_What is being asked_
Starting at the line below that contains "Q: Provide one point on every instance of the front", print each line through the end of the records exactly as it appears.
====== Exercise inputs
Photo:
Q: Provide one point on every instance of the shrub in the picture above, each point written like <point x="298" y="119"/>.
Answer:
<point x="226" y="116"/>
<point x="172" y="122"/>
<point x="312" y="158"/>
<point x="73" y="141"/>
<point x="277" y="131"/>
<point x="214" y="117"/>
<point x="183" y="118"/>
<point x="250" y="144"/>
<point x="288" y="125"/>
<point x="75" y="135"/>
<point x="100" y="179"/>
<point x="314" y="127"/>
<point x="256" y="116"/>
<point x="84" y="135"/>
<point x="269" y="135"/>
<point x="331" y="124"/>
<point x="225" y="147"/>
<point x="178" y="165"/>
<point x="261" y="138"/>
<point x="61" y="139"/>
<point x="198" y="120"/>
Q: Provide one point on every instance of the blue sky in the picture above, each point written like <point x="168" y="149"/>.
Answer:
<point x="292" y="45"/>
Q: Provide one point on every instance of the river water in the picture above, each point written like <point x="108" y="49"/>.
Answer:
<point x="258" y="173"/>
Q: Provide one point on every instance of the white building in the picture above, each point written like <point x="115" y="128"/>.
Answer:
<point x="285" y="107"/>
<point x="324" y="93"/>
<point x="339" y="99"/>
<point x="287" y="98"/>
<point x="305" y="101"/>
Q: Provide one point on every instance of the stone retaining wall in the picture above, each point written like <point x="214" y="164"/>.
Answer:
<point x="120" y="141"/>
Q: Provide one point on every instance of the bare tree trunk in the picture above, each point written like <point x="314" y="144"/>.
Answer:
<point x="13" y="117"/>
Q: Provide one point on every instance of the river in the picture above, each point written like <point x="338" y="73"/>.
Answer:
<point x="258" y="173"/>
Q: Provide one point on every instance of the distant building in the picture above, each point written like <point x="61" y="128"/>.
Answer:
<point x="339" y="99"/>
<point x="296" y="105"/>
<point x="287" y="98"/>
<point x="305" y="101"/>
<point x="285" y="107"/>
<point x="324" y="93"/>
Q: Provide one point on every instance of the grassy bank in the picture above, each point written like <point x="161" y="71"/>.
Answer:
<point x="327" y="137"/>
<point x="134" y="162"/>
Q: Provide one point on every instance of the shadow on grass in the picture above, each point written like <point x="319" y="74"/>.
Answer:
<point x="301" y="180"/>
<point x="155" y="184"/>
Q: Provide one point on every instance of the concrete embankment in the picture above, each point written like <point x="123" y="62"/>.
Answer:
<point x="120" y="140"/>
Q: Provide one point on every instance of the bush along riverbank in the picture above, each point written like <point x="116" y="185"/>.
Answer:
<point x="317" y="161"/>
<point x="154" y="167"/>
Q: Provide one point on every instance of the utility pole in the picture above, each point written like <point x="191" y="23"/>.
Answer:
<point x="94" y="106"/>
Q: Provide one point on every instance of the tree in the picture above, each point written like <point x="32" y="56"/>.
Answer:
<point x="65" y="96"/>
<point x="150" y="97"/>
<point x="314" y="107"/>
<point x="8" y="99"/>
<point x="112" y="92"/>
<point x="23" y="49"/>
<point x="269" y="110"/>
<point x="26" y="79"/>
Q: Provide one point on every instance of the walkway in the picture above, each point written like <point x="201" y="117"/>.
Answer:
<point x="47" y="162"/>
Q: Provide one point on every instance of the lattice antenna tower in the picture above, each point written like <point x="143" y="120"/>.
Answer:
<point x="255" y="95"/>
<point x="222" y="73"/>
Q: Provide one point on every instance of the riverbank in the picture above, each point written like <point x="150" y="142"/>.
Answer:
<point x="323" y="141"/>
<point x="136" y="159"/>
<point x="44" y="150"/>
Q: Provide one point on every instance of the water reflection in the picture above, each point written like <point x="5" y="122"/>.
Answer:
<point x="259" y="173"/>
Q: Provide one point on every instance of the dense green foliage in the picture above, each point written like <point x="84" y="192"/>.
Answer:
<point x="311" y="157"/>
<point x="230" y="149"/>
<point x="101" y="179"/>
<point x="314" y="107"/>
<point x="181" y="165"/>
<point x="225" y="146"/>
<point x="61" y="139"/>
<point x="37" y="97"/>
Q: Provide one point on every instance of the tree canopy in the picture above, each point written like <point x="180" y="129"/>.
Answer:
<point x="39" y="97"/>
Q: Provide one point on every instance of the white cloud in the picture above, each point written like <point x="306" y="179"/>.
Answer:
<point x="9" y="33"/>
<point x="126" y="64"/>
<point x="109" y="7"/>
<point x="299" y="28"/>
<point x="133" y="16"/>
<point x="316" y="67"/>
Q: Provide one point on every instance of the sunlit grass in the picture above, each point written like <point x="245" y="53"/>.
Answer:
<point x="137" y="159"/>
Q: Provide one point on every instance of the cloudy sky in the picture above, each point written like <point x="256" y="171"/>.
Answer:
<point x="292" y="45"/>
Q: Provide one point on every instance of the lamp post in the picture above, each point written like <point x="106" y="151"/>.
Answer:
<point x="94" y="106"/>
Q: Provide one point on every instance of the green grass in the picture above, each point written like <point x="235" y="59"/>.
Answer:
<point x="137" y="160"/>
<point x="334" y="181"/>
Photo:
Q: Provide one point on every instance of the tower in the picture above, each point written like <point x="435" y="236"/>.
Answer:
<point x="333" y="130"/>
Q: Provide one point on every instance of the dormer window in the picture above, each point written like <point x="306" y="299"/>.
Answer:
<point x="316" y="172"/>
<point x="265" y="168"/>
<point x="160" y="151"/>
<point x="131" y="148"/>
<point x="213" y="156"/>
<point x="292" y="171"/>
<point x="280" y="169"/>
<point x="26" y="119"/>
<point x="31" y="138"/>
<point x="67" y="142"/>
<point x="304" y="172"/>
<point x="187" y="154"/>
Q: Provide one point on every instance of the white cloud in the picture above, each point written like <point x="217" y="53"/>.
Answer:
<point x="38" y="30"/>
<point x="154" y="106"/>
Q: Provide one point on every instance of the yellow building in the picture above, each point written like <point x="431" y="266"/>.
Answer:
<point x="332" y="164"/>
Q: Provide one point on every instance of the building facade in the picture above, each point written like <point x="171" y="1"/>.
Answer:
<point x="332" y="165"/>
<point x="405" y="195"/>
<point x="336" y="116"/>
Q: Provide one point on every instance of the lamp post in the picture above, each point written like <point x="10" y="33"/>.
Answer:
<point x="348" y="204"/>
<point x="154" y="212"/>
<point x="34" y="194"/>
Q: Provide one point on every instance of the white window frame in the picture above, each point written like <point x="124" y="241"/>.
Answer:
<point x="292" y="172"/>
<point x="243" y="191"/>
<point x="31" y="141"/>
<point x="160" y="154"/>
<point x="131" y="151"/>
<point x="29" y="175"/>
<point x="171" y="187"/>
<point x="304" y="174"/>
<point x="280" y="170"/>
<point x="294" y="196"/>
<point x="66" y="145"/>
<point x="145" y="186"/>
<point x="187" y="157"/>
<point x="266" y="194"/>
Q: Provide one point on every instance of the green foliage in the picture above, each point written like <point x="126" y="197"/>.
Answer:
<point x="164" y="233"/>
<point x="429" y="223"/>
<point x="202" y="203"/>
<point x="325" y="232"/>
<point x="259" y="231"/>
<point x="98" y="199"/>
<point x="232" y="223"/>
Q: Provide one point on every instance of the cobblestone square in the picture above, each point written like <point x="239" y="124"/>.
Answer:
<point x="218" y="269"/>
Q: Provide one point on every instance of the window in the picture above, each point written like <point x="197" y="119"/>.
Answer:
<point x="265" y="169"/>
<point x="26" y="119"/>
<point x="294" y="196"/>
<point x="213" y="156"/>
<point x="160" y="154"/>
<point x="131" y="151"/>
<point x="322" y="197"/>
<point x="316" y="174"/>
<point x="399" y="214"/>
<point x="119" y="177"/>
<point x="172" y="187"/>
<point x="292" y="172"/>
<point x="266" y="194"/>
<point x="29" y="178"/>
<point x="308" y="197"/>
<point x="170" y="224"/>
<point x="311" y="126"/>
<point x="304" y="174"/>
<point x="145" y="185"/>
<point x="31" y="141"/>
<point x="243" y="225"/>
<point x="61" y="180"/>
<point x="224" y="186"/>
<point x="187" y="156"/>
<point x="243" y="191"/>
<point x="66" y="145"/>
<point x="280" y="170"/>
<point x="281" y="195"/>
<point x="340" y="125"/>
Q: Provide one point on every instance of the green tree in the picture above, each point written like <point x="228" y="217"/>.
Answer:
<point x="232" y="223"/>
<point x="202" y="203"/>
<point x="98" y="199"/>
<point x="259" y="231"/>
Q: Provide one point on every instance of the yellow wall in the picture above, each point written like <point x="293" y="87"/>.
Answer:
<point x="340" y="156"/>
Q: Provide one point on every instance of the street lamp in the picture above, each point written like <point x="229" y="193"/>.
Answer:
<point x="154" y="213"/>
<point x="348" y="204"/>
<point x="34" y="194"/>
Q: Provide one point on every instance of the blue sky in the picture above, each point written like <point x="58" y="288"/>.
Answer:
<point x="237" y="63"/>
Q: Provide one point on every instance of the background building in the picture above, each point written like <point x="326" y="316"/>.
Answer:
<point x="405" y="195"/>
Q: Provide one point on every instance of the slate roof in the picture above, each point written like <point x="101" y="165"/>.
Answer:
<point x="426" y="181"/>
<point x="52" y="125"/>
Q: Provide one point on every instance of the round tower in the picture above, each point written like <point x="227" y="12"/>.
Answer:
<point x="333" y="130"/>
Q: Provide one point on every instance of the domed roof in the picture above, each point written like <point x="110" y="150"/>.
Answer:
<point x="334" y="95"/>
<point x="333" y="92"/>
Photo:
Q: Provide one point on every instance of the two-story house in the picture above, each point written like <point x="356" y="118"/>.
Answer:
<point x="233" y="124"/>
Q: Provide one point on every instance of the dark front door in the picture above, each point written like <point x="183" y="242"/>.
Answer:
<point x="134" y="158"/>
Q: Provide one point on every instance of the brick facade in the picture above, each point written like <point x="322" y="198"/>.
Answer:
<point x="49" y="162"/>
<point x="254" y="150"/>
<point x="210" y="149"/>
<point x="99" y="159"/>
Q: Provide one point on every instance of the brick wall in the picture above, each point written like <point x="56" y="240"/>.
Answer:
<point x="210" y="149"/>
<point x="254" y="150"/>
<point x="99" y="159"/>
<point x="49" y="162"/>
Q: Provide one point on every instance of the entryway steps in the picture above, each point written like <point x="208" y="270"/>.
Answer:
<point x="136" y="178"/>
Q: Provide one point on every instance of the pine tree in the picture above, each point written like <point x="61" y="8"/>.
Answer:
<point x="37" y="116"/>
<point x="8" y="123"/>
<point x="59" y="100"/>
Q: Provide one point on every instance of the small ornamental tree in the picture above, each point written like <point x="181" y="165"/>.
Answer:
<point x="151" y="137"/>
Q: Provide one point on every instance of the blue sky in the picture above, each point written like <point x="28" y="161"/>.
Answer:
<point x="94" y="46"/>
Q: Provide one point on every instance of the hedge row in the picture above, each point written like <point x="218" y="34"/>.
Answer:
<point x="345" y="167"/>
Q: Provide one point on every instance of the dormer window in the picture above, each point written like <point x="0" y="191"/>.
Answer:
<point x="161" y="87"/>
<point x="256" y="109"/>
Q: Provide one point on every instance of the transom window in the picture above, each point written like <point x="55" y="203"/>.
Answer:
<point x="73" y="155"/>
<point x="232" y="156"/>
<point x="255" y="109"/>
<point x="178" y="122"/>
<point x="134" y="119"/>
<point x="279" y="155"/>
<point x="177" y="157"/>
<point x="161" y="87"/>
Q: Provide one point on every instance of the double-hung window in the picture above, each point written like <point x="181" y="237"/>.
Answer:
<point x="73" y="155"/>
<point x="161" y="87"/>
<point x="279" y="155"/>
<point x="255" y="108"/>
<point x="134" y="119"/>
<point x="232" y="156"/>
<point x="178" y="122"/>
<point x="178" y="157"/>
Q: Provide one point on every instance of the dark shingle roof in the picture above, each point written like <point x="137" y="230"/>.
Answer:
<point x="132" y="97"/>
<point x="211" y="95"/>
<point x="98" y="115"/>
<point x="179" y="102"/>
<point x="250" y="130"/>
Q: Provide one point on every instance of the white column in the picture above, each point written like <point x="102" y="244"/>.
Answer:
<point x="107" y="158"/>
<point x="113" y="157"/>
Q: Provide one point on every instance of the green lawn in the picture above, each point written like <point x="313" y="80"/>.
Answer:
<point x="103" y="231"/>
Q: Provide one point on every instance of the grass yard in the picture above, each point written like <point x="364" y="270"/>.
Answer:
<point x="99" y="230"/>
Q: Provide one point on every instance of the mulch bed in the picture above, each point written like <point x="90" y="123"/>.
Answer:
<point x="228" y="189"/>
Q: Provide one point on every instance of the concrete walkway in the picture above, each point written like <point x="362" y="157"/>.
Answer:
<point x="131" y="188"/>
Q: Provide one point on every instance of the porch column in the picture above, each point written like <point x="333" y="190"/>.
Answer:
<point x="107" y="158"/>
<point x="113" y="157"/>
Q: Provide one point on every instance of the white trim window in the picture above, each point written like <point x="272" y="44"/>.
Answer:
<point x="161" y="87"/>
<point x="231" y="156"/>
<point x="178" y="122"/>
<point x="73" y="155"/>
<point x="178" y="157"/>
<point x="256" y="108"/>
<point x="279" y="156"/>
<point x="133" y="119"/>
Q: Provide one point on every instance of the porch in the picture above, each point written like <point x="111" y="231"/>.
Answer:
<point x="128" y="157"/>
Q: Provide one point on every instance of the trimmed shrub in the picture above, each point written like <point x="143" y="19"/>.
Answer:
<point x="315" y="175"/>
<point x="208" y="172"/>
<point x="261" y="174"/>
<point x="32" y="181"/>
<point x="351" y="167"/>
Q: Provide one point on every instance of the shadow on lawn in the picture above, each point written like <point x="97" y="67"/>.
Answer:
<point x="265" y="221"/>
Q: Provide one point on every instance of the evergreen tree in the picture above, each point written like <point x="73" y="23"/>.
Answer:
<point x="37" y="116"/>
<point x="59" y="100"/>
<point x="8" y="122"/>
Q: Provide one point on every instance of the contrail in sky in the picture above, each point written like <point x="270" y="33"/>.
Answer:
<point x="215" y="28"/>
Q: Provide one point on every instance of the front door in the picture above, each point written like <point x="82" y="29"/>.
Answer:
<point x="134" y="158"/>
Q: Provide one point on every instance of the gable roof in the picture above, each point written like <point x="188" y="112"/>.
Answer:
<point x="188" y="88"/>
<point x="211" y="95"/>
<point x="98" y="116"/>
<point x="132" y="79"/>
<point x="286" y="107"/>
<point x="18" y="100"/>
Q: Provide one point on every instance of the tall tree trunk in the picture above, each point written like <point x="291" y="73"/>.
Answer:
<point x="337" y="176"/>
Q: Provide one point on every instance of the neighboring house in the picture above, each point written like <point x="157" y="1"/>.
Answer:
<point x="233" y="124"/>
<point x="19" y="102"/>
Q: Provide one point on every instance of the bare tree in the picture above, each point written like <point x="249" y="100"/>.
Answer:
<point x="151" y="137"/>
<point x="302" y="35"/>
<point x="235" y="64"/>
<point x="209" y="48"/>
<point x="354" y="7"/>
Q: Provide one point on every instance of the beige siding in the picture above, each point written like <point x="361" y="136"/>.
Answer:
============
_Solved exercise_
Q: Provide one point on every instance of the front door in the picture above, each point written like <point x="82" y="29"/>.
Answer:
<point x="134" y="158"/>
Q: Provide one point on every instance of the gable roof in the picture above, each point written like <point x="188" y="112"/>.
Answer:
<point x="188" y="88"/>
<point x="211" y="95"/>
<point x="98" y="116"/>
<point x="132" y="79"/>
<point x="286" y="107"/>
<point x="18" y="100"/>
Q: Provide one point on every instance of the tall tree trunk in the picture above, each point written like <point x="291" y="73"/>.
Answer:
<point x="337" y="176"/>
Q: Provide one point on every instance of the neighboring house in the picture above, each point written like <point x="157" y="1"/>.
Answer:
<point x="233" y="124"/>
<point x="19" y="102"/>
Q: Provide one point on every instance of the bare tree in the picture above, each point written like <point x="249" y="100"/>.
Answer:
<point x="151" y="137"/>
<point x="302" y="35"/>
<point x="235" y="64"/>
<point x="209" y="48"/>
<point x="354" y="7"/>
Q: Provide one point on every instance of the beige siding in the picture above, each point written like <point x="361" y="136"/>.
Answer:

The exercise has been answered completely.